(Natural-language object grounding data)

▽

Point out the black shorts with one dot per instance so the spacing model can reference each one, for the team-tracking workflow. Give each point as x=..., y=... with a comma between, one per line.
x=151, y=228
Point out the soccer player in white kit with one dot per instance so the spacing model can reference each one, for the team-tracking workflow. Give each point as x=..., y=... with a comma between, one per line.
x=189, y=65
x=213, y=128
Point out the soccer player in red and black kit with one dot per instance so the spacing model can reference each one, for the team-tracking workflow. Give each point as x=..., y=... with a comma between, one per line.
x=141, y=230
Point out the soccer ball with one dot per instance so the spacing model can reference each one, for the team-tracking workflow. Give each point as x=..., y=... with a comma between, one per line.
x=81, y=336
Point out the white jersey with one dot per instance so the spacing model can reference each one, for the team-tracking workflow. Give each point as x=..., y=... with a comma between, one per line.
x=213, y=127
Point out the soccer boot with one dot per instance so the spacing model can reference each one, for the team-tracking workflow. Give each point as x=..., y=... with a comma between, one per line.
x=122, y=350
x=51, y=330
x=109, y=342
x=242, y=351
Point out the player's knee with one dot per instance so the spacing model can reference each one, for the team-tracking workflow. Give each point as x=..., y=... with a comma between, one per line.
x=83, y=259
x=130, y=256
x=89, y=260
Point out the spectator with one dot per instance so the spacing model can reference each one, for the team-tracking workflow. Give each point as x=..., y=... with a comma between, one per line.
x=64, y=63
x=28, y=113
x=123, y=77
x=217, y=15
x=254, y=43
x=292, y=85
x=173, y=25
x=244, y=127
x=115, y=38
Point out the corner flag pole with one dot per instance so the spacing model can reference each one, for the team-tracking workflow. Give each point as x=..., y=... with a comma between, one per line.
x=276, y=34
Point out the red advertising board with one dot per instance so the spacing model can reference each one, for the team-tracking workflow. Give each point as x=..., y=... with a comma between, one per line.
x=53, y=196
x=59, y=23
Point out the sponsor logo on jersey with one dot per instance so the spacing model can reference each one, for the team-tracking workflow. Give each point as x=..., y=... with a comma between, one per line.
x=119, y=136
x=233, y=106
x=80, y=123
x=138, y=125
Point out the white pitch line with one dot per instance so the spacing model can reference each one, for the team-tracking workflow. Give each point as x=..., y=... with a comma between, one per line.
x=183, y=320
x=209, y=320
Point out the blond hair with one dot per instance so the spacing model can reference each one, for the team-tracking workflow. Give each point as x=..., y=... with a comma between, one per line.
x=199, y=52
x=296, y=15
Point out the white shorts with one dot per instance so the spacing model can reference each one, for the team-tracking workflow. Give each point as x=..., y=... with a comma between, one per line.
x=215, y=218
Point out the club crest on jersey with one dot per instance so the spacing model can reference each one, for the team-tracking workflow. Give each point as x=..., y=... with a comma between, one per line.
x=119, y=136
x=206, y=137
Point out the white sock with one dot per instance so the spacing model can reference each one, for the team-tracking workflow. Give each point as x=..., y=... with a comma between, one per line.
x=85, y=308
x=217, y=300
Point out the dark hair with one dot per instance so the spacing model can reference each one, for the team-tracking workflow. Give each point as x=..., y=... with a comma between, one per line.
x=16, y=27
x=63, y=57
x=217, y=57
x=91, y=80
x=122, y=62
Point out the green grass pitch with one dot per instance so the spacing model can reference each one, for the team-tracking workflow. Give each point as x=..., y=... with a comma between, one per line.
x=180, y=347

△
▽

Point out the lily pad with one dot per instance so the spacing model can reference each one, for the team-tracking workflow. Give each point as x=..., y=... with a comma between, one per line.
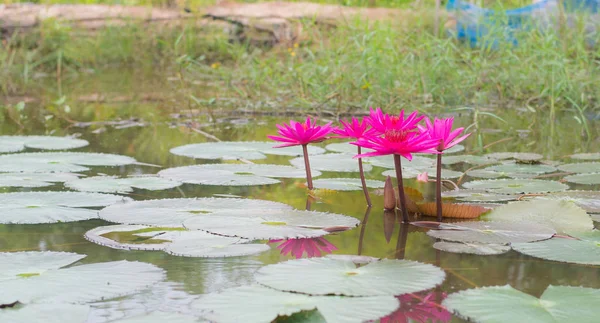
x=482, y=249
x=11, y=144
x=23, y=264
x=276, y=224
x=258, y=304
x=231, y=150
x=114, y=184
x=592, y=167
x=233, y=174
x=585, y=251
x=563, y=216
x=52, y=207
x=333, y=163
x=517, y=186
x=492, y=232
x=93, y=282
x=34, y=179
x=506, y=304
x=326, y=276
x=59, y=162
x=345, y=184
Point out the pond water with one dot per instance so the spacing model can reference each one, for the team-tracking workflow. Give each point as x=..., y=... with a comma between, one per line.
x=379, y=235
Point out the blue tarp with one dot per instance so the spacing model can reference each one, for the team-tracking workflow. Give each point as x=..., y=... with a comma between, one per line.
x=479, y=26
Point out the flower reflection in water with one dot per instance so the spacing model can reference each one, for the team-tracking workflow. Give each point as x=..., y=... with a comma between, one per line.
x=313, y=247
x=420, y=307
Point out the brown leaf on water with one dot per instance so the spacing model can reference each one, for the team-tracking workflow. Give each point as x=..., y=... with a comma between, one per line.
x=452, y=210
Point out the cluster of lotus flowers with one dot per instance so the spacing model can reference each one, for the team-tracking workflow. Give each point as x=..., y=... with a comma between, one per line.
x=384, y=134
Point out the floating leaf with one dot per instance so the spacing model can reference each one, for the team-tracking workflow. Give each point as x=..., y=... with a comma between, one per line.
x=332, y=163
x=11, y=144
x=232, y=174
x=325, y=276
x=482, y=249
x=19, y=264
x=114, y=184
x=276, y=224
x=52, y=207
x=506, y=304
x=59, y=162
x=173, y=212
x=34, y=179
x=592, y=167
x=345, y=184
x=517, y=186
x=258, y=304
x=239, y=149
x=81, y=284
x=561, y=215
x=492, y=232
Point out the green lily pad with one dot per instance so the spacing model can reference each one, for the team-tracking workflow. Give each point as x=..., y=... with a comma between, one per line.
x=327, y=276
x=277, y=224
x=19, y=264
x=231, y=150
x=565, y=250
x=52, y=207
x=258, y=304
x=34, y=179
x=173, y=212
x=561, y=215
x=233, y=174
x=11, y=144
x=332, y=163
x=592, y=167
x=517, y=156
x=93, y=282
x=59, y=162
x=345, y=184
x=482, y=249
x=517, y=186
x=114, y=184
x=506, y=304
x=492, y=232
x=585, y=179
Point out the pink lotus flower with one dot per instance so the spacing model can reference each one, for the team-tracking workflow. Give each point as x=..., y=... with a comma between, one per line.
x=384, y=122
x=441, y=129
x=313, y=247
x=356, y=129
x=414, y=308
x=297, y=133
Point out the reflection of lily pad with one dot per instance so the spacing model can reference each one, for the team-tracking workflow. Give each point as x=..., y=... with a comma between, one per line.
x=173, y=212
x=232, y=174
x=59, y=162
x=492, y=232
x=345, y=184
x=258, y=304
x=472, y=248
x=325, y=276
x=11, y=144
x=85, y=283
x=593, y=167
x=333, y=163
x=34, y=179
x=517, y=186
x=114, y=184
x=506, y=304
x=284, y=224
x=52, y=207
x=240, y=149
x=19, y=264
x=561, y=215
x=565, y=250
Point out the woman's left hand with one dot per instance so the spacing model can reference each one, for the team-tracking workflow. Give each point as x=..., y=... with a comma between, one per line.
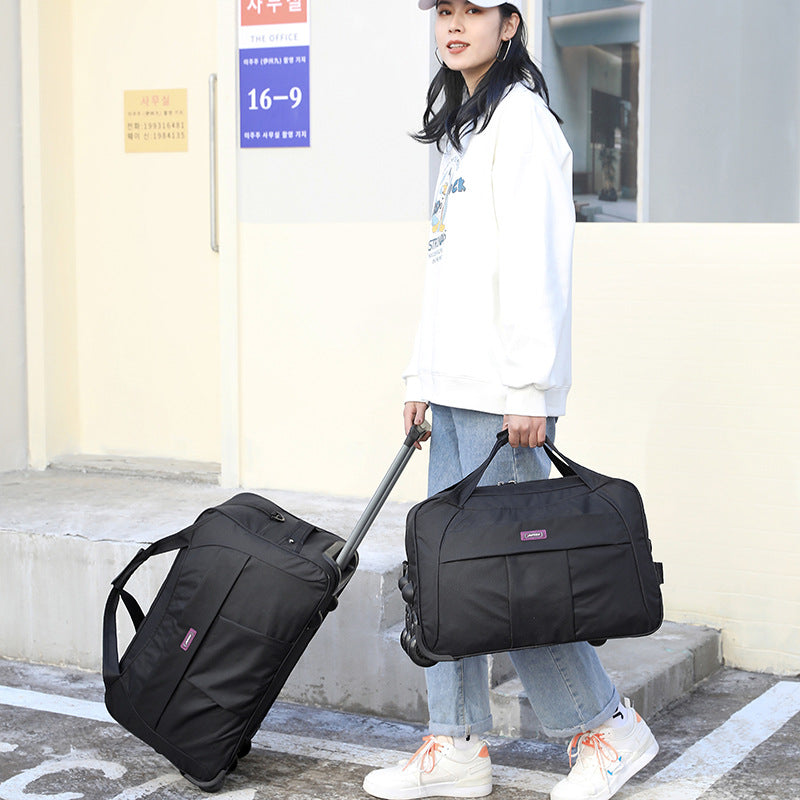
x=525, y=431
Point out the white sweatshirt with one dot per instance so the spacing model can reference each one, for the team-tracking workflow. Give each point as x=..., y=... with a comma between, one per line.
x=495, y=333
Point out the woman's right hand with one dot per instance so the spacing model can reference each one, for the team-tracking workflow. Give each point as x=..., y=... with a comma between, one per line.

△
▽

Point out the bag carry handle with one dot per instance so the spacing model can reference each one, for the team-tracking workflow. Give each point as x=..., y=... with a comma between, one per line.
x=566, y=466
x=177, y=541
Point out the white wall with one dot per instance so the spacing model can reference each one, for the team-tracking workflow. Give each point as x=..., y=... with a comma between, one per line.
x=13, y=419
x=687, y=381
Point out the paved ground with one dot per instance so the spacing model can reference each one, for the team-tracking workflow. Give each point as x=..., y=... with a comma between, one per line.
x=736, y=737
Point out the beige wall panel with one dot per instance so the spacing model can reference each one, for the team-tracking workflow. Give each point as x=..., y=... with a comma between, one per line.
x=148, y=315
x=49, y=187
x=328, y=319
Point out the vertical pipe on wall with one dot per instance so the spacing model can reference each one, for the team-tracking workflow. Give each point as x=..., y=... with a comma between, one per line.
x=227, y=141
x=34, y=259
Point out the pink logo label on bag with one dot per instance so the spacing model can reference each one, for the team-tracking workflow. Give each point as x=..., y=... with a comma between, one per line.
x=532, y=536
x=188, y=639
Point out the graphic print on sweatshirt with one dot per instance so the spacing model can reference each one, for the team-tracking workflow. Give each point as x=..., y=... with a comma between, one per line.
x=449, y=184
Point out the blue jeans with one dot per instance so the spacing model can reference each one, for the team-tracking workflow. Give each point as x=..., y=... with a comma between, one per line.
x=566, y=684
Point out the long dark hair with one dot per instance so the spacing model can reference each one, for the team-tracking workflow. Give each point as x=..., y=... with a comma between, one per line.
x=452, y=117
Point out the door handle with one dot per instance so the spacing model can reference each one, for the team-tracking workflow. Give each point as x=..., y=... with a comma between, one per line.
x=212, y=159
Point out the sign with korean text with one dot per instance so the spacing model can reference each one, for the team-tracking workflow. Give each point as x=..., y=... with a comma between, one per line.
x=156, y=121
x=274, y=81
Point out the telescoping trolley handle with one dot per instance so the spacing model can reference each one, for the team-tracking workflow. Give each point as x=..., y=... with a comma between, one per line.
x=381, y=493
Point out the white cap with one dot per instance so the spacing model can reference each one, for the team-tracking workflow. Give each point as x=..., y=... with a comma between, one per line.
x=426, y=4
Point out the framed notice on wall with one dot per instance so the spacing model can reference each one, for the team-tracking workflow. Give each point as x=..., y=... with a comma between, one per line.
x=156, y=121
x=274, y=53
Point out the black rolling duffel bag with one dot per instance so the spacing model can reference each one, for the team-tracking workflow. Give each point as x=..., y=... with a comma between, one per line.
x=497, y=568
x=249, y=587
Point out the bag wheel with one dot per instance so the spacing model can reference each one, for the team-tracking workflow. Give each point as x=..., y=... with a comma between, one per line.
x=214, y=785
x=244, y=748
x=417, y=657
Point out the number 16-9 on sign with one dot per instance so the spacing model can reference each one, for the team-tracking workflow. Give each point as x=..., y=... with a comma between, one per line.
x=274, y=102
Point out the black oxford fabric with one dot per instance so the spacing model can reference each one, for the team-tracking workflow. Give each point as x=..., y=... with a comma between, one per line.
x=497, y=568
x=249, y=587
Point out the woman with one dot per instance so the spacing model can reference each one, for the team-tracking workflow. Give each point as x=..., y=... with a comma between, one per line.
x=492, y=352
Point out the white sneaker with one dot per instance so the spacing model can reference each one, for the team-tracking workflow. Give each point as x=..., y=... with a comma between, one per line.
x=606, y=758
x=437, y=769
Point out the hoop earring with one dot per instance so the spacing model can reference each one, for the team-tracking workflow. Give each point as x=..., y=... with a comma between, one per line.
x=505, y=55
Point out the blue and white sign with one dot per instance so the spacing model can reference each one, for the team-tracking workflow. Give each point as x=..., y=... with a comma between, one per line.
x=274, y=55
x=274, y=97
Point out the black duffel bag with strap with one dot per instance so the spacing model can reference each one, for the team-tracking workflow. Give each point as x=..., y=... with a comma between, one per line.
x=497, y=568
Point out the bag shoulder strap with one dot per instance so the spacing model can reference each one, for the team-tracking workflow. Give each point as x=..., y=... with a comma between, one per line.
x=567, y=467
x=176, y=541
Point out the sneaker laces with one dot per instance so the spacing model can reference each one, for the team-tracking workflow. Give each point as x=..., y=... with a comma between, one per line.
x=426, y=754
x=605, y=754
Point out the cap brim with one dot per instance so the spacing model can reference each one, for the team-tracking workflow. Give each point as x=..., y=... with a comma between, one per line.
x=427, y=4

△

Your objective
Output the lines of the records above exactly as they appear, from the line containing "Point out the white sweatshirt" through the line containing "Point out the woman's right".

Response
Point out the white sweatshirt with one dot per instance so the spacing model can reference each one, for the team-tracking workflow. Give each point as x=..., y=... with a comma between, one per line.
x=495, y=333
Point out the woman's right hand with one dot per instance so the spacing model can reference each one, for the team-tracking workflow. Give each point as x=..., y=... with a comma between, one per line.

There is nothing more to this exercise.